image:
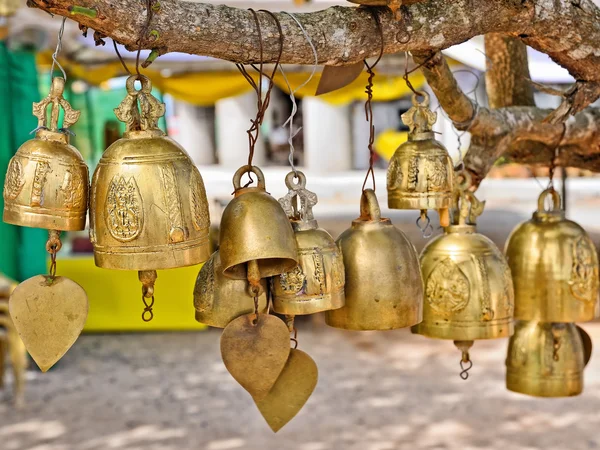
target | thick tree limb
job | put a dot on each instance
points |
(568, 31)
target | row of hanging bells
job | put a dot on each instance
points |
(147, 203)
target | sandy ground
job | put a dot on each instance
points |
(376, 391)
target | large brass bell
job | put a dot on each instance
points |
(384, 289)
(468, 287)
(148, 207)
(317, 282)
(218, 300)
(546, 359)
(254, 228)
(554, 266)
(420, 174)
(46, 184)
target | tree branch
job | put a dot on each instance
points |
(569, 33)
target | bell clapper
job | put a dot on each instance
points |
(465, 362)
(426, 228)
(147, 278)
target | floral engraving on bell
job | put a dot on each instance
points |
(72, 190)
(200, 217)
(172, 203)
(42, 169)
(124, 214)
(584, 273)
(293, 281)
(436, 175)
(14, 180)
(447, 288)
(205, 285)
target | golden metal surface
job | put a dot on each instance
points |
(468, 286)
(554, 267)
(317, 282)
(545, 359)
(290, 392)
(255, 349)
(218, 300)
(420, 174)
(148, 207)
(46, 184)
(384, 288)
(255, 227)
(49, 314)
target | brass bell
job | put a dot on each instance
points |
(546, 359)
(384, 288)
(420, 174)
(554, 266)
(46, 184)
(218, 300)
(148, 207)
(254, 227)
(468, 287)
(317, 283)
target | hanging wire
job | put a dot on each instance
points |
(368, 103)
(290, 120)
(262, 104)
(57, 51)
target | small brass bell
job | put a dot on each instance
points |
(468, 287)
(148, 208)
(384, 288)
(254, 227)
(546, 359)
(46, 184)
(218, 300)
(317, 283)
(420, 174)
(554, 266)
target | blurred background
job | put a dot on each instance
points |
(127, 384)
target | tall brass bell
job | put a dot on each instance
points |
(46, 184)
(468, 287)
(148, 208)
(384, 288)
(554, 266)
(420, 174)
(254, 227)
(546, 359)
(317, 283)
(218, 300)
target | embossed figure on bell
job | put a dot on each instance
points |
(383, 284)
(547, 359)
(468, 287)
(420, 174)
(317, 283)
(46, 184)
(554, 266)
(218, 299)
(254, 227)
(148, 205)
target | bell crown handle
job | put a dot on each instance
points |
(145, 116)
(555, 200)
(419, 118)
(237, 177)
(369, 206)
(56, 99)
(298, 191)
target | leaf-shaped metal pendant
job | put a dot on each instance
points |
(291, 391)
(49, 314)
(255, 350)
(336, 77)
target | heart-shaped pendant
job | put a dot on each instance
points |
(291, 390)
(49, 314)
(255, 349)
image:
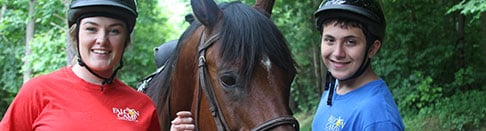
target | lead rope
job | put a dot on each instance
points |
(206, 86)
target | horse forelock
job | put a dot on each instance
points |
(248, 35)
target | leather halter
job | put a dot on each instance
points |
(214, 107)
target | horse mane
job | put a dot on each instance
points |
(159, 87)
(247, 36)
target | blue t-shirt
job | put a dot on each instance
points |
(367, 108)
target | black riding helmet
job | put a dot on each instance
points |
(125, 10)
(366, 12)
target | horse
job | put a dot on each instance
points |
(231, 68)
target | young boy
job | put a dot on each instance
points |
(356, 98)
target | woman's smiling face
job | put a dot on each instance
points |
(101, 42)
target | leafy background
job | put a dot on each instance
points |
(433, 56)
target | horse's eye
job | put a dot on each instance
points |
(228, 80)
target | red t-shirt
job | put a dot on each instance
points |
(61, 101)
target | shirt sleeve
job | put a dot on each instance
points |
(384, 126)
(23, 110)
(154, 123)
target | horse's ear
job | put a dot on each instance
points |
(206, 11)
(264, 6)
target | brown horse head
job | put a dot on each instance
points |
(233, 70)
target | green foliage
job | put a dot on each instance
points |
(469, 7)
(462, 111)
(420, 92)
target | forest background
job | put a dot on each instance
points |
(433, 56)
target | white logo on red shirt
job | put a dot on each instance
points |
(126, 114)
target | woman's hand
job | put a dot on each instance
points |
(183, 122)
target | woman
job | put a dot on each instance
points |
(87, 95)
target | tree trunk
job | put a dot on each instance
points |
(483, 27)
(29, 35)
(70, 52)
(2, 11)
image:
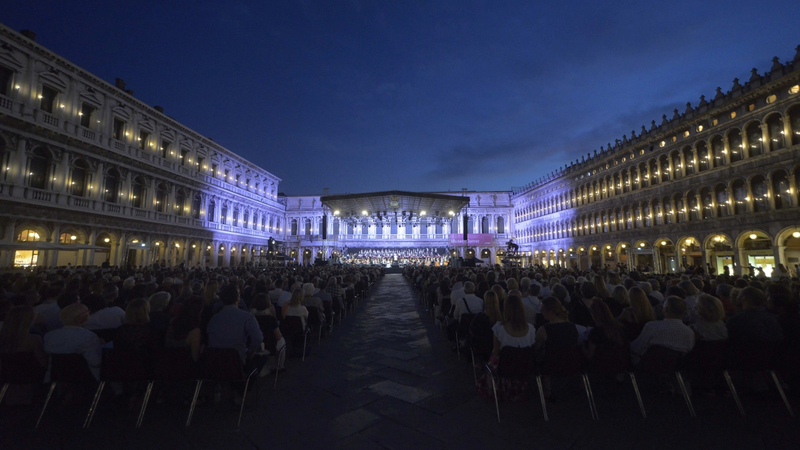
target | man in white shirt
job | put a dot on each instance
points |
(530, 299)
(287, 295)
(469, 304)
(73, 338)
(670, 332)
(106, 317)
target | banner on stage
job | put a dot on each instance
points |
(473, 239)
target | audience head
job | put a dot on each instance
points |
(189, 317)
(297, 297)
(229, 294)
(16, 327)
(138, 311)
(552, 308)
(261, 302)
(751, 297)
(709, 308)
(514, 312)
(588, 290)
(620, 294)
(159, 301)
(75, 315)
(674, 307)
(641, 306)
(469, 287)
(492, 307)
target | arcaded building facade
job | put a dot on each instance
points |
(715, 184)
(91, 175)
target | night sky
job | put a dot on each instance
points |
(360, 96)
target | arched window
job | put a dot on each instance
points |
(39, 168)
(721, 194)
(739, 197)
(735, 145)
(676, 165)
(777, 139)
(79, 184)
(755, 139)
(212, 206)
(654, 175)
(665, 168)
(688, 158)
(794, 124)
(28, 236)
(197, 205)
(708, 202)
(138, 192)
(718, 151)
(782, 190)
(702, 156)
(111, 186)
(161, 197)
(180, 202)
(693, 209)
(760, 194)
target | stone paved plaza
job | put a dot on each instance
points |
(387, 378)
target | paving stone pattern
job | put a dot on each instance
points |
(388, 379)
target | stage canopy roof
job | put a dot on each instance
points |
(391, 203)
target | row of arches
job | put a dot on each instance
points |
(750, 252)
(758, 193)
(776, 131)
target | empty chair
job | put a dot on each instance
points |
(174, 365)
(122, 366)
(564, 361)
(707, 362)
(66, 368)
(224, 364)
(756, 357)
(515, 365)
(19, 368)
(293, 330)
(613, 360)
(663, 361)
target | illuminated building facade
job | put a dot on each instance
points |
(716, 184)
(92, 175)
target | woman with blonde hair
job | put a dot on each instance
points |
(618, 300)
(15, 336)
(709, 325)
(639, 313)
(514, 331)
(136, 333)
(294, 307)
(501, 296)
(480, 329)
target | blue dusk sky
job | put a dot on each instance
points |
(361, 96)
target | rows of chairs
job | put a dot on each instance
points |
(709, 360)
(163, 366)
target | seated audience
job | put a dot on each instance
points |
(710, 315)
(670, 332)
(73, 338)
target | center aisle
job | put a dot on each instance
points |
(385, 379)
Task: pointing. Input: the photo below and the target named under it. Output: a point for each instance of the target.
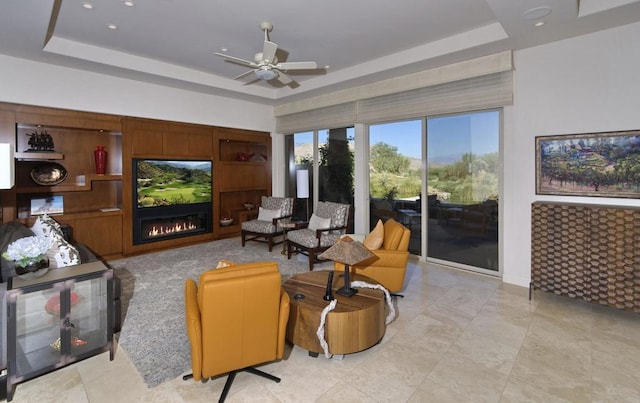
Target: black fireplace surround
(168, 222)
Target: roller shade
(482, 83)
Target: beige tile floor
(459, 337)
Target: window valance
(476, 84)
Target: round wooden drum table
(355, 324)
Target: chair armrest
(320, 231)
(275, 220)
(386, 258)
(282, 322)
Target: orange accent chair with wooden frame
(236, 318)
(389, 265)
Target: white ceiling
(172, 42)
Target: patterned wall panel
(588, 252)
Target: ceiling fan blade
(283, 78)
(246, 73)
(237, 60)
(297, 65)
(269, 51)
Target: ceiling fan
(265, 65)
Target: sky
(448, 136)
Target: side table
(287, 225)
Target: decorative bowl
(224, 221)
(48, 174)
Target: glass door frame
(462, 266)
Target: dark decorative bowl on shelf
(48, 174)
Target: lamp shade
(347, 251)
(7, 164)
(302, 183)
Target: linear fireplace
(154, 229)
(172, 198)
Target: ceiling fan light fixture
(266, 74)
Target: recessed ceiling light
(536, 13)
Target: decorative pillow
(375, 238)
(319, 223)
(61, 253)
(10, 232)
(268, 215)
(225, 263)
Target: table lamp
(348, 252)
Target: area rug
(153, 325)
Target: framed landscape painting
(593, 164)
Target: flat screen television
(171, 183)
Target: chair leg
(312, 257)
(251, 370)
(263, 374)
(227, 386)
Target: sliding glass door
(463, 178)
(320, 162)
(395, 176)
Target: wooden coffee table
(355, 324)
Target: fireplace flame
(161, 230)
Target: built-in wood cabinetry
(109, 233)
(588, 252)
(243, 172)
(75, 136)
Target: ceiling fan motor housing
(265, 73)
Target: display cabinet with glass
(57, 319)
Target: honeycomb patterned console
(587, 251)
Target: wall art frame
(603, 164)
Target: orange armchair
(389, 264)
(236, 318)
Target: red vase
(100, 157)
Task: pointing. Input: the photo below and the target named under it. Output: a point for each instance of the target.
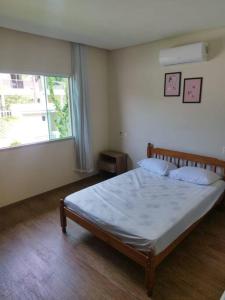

▸ **Try it**:
Which lines of the listing contain the word "facade"? Copy each of them.

▸ **Written answer**:
target | arcaded building facade
target | illuminated building facade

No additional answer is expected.